For the vast majority of us, we hope, the effects of covid-19 will not require medical intervention. Of course, that is not in any way to discount the many people who have gotten sick and will continue to do so. Thousands of people have already died as a result of this virus, and there are surely more to come.
Yet the effects for most of us are indirect, measured by investment accounts, inconveniences, disruption of our normal schedules, and the scarcity of simple joys like watching a baseball game.
And yet, for those who survive this pandemic, the question will be: how do we move on from here? Specifically, what new patterns of life can we put into place now — during “lockdown phase” — which will benefit ourselves and the institutions around us?
There have been some strange positive side-effects of Quarantine 2020. Highways are clear of traffic. Smog has lifted from major cities like Los Angeles. We’ve suddenly found free time we didn’t realize we were permitted to have, to do things like read, pray, catch up with old friends. I suspect I’ve had more deep, extended conversations in the last month than I had in the previous 12 months combined.
Don’t get me wrong: I miss being able to move about freely and miss seeing parishioners in person and not on a screen. And of course, the problems with domestic life which have suddenly been revealed to us are in some ways more deadly than covid.
Without places for people to escape, domestic violence, addiction, child abuse and depression become greater strains on people’s lives. Awkward and troubled family situations have been exacerbated. The church must find concrete ways of addressing these issues when all this is over, as well as the economic loss which will be felt for years to come.

....................

**THINGS TO DO**
**1)** Quote the part of the pandemic essay starting at "And yet, for" and ending at "institutions around us?".
**2)** Continue the essay on life after the pandemic from its last sentence.
The items that follow this essay on life after the pandemic are not needed for any task.

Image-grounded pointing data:
....................

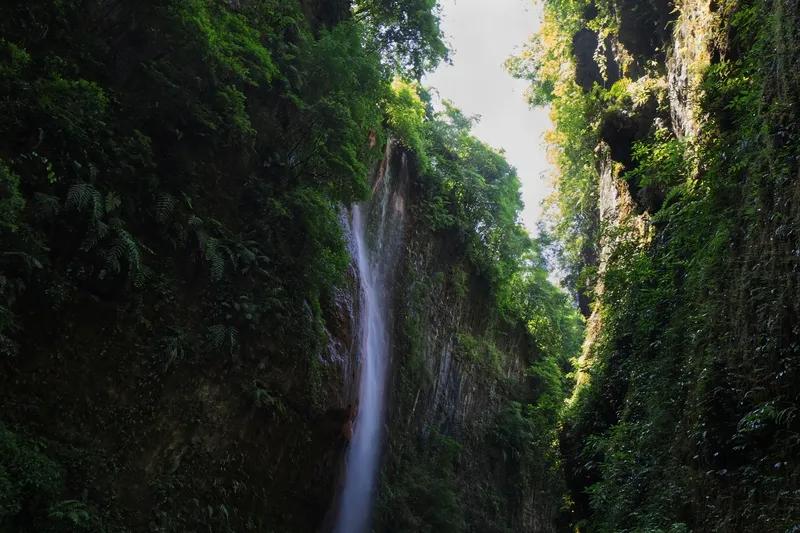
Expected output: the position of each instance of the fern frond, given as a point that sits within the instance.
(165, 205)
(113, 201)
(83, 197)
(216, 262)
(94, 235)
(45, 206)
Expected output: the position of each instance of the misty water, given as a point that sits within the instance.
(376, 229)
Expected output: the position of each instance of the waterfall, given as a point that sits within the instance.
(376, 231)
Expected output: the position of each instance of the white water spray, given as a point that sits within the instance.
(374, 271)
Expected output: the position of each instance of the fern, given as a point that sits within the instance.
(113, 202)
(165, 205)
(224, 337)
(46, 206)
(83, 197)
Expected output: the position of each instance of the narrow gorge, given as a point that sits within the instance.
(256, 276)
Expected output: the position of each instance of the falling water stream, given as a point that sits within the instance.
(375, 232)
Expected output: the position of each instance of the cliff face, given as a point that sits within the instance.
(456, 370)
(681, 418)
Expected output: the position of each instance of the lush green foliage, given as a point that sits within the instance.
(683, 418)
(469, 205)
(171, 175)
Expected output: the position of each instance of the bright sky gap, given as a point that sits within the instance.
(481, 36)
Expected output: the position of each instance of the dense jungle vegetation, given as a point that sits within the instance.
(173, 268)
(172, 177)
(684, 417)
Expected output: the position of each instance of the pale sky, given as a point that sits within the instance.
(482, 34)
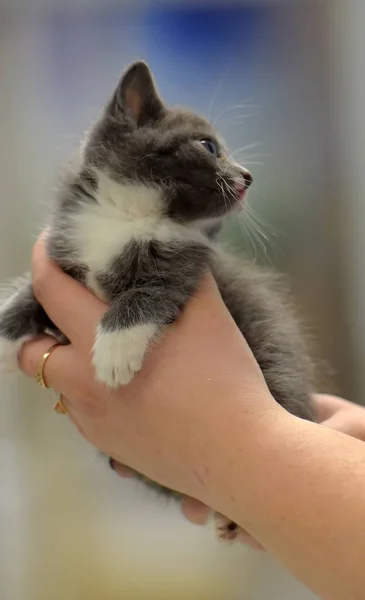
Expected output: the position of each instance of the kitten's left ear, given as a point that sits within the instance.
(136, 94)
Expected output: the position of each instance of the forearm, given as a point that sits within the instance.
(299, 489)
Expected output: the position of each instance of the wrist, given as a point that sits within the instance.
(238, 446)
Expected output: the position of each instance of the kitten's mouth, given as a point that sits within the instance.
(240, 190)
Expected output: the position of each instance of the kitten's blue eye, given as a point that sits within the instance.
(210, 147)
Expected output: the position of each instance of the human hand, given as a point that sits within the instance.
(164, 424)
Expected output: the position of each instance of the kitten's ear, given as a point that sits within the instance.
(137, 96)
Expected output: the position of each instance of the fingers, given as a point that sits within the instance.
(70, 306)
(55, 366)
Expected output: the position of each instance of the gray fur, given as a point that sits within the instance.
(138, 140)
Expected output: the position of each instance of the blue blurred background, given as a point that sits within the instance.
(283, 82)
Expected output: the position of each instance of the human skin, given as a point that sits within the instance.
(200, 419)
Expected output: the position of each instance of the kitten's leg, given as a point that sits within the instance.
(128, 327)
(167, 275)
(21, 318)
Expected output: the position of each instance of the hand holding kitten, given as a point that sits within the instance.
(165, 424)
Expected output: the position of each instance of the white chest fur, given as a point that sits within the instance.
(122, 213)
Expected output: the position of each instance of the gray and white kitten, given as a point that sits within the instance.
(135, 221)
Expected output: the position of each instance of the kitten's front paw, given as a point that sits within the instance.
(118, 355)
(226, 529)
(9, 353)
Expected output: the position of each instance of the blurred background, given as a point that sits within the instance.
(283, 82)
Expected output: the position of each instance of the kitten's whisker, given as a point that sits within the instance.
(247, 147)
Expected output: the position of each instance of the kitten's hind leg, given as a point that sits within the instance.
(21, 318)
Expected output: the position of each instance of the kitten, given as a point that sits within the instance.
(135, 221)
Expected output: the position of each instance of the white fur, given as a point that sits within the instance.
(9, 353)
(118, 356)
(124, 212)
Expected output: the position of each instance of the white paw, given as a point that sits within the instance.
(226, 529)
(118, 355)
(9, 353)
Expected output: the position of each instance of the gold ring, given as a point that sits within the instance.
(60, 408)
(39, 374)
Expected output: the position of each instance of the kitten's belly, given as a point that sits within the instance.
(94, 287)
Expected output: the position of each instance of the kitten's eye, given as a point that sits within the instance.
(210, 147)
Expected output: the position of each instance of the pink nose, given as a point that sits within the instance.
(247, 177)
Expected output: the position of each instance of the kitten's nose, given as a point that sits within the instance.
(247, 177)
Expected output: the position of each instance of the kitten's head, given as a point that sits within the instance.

....................

**LIST OF ANSWERS**
**1)**
And yet, for those who survive this pandemic, the question will be: how do we move on from here? Specifically, what new patterns of life can we put into place now — during “lockdown phase” — which will benefit ourselves and the institutions around us?

**2)**
The church, of course, has the answer to all these problems, not in policy recommendations but in her proclamation of the death and resurrection of Jesus Christ. He is the answer to our fears and anxieties. His death is God’s response to our sinfulness. In his rising, we are given sure hope which does not disappoint.
These days have given Catholics a sudden opportunity to renew and refresh certain aspects of our life. Priests have the chance to focus on our interior lives, to be renewed in our identity, which can often take a backseat to busy schedules. Important devotions like eucharistic adoration, prayerful meditation on Scripture, and the rosary (especially within families!) have all risen to the forefront of our spiritual lives in the absence of public Mass.
The church’s engagement with digital media has taken several major steps forward in the past month as well, which is a very good thing. All this will serve us well as we seek to help bind the physical and spiritual wounds that people are more acutely aware of.
Many people – myself included – get anxious about returning to “the way things were.” But the fact is, that’s not an option. And by the time we call the covid-19 epidemic completed, new practices will have become a “new normal.”
Yes, this is unsettling in the short term. But it’s also very exciting if the result is a more equitable society, a simpler kind of lifestyle and a church renewed in her dynamic proclamation of the Good News.
In these days of Easter, now is the time for joy and hope, for prayer and discernment, because once the doors open, the age of renewal will have begun.